-- YOUR OBJECTIVE --
In the records below, replace "evaluation set" with "validation set" everywhere it appears and copy out every other line unchanged. Leave the pictures out.

>> Begin THE INPUT

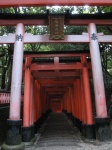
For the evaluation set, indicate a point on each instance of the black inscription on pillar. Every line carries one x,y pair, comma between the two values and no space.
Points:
19,37
94,37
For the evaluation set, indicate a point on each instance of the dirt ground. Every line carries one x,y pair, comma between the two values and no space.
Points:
58,133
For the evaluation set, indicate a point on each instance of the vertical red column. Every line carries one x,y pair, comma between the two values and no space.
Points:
89,126
13,140
102,120
28,127
27,93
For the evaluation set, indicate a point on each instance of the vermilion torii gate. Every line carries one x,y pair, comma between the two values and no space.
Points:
77,106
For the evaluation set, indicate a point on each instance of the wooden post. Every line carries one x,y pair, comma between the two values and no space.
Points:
13,140
102,120
89,126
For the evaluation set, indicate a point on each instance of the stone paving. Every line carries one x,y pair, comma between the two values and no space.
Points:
58,133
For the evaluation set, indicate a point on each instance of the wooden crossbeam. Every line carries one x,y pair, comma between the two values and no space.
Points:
74,66
51,75
15,3
45,39
56,55
31,22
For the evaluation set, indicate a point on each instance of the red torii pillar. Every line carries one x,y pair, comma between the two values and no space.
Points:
103,131
88,126
13,138
28,123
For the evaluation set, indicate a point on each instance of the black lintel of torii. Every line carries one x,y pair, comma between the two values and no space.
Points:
67,15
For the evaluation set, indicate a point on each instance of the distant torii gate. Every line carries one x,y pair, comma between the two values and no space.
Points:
92,37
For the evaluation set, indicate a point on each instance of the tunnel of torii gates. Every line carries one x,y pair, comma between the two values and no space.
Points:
56,86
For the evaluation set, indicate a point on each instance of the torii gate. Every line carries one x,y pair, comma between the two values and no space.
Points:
92,37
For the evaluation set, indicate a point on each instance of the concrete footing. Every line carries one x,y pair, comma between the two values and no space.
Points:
103,130
14,136
88,131
13,147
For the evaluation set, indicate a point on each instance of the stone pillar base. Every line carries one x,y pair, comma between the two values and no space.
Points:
14,137
78,124
103,130
88,131
28,134
13,147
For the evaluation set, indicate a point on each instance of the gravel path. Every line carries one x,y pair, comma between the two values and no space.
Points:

>> End THE INPUT

-- COMPLETED TASK --
For the validation set, indicate a point on each instance of the black inscription on pillar. Every line carries one x,y pair, comma between the two values and no space.
Points:
19,37
94,37
For the validation set, indicate a point on each instance of the dirt ground. Every line carries one x,y pair, comma between the two values and no space.
Points:
58,133
For the validation set, indicate a point on each instance of the vertical red column. Every line carries one x,y pair, comma between the two values and no space.
Points:
89,126
13,140
102,120
28,127
27,93
For the validation set, indicate a point on each instance of the vermilion torii gate. Every line carries one x,y pair, comma between the two values and no space.
Points:
77,106
For the validation set, indicate a point on each instance of the wooden post. Every line carries one x,y pair, comma between the two values and no space.
Points:
13,140
102,120
89,126
For the validation set, indicate a point on each instance of the stone paving. Every line carries one x,y pair, comma between the two values and no space.
Points:
58,133
For the validation set, indicate a point on each instance of the wooden crossbeam. Every line carries one x,y pair, comma between the two values and no space.
Points:
74,66
51,75
15,3
45,39
56,55
31,22
For the validation set, indicate a point on each instance of the red torii pillar. Every line carries one x,y pair, comma between the two values and no space.
Points:
103,131
88,126
13,138
28,123
For the validation set, indicate a point on each instance of the black lintel of torii. Every line carries one x,y pair, comma between the two values and no space.
Points:
67,15
For the validation set, indicate a point on each instance of the distant torii gate. Every line carries one x,y pair, comma between the two values and no space.
Points:
92,37
For the validation set, indicate a point on each instance of the tunnel of torii gates. Every line carries one x,y pair, comma between the two values and no space.
Points:
56,86
For the validation set, indicate a point on each instance of the torii gate. Every line carries one x,y pair, comma between the two values and no space.
Points:
92,37
For the validation set, indicate a point on each instance of the concrete footing. Every line carries one x,y pair, comma between the two values and no space.
Points:
103,130
14,136
88,131
13,147
For the validation set, indicate a point on each instance of the stone pillar base. Every line carries one x,y pair, comma between the two values and no space.
Points:
14,137
78,124
103,130
88,131
28,134
13,147
For the validation set, indicate a point on each instance of the gravel path. Every line carries one x,y pair, comma between the two values and no space.
Points:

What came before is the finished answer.